Requirements:
Filter the rows and copy each line containing the string "ceiling". Matching is case-sensitive.

[Point labeling dataset excerpts]
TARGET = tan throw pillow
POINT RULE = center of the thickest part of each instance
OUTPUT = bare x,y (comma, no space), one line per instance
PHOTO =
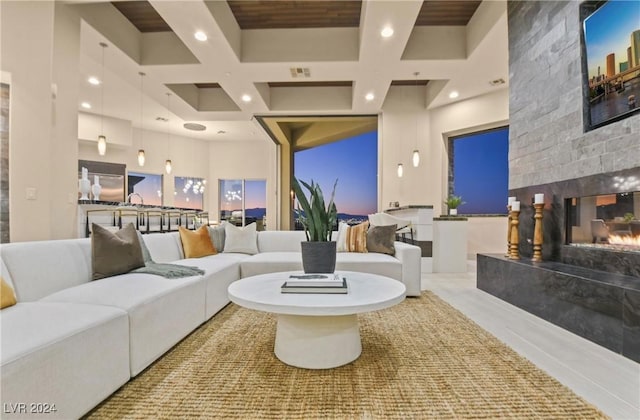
196,243
114,253
7,297
357,237
216,233
381,238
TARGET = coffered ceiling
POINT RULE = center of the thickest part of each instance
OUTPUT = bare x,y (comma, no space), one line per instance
291,58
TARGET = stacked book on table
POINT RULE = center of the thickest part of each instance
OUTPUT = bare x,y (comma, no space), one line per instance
315,283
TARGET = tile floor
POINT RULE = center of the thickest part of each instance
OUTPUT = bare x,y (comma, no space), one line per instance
605,379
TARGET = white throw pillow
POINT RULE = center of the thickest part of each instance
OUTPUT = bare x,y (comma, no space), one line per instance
341,239
241,240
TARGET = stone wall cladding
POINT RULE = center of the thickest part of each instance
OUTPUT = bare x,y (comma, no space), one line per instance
547,141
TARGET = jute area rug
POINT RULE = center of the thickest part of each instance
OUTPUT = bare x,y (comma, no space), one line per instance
421,359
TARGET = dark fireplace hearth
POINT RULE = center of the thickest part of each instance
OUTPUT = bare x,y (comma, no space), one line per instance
589,280
574,210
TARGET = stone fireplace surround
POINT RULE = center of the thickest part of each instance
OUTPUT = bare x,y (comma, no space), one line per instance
593,292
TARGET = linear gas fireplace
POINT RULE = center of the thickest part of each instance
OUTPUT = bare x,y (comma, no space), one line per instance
606,221
589,279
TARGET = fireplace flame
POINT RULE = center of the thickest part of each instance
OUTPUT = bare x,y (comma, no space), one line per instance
624,240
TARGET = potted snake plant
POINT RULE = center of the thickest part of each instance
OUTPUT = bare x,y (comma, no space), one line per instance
452,202
318,220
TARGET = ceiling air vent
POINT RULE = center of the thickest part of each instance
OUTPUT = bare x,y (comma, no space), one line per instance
194,126
300,72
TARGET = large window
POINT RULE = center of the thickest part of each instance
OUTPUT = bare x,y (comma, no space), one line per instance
479,171
188,192
354,163
147,187
243,201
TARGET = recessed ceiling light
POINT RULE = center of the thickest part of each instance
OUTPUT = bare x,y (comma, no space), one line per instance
386,32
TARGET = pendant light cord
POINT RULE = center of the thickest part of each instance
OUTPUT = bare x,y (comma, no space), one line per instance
168,128
141,106
103,45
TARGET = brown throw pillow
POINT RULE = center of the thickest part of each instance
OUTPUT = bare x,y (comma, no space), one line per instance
357,237
114,253
380,239
196,243
7,297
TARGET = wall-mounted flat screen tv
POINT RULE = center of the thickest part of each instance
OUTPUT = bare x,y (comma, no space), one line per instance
611,60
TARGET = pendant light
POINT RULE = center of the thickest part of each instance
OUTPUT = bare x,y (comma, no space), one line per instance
167,164
102,140
416,154
141,156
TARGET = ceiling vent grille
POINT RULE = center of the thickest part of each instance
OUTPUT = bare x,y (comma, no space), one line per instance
300,72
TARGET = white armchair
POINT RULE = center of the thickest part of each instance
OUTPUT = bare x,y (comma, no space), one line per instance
403,226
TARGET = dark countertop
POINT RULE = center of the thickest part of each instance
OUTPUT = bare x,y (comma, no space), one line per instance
122,205
410,206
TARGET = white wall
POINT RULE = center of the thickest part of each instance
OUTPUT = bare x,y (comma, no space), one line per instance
486,235
27,56
189,158
427,184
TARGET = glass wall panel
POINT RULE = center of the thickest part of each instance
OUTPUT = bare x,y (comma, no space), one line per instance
479,171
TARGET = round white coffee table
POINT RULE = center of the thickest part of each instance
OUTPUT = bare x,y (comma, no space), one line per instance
317,331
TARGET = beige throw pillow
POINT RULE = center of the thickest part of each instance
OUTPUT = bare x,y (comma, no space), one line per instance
196,244
352,238
114,253
7,296
242,240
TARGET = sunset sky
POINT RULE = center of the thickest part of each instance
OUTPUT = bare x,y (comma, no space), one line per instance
354,162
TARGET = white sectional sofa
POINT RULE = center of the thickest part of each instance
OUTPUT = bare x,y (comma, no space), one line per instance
70,342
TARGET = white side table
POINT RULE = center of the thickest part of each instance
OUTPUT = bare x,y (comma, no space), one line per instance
450,244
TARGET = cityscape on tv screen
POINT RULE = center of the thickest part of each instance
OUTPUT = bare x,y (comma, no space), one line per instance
612,41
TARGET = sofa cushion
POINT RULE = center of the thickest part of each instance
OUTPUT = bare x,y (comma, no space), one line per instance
114,252
161,311
270,262
73,356
40,268
243,240
196,244
7,295
381,239
370,262
280,240
164,248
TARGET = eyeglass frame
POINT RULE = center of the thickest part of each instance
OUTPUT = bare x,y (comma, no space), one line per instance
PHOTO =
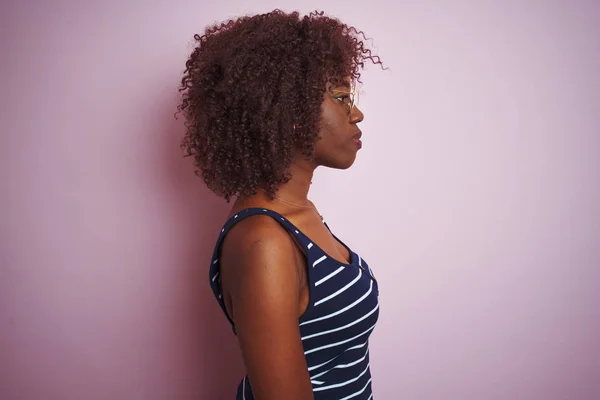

Task result:
TARGET = coffered ceiling
TARGET = ceiling air vent
TARGET = recessed ceiling light
TARGET = ceiling vent grille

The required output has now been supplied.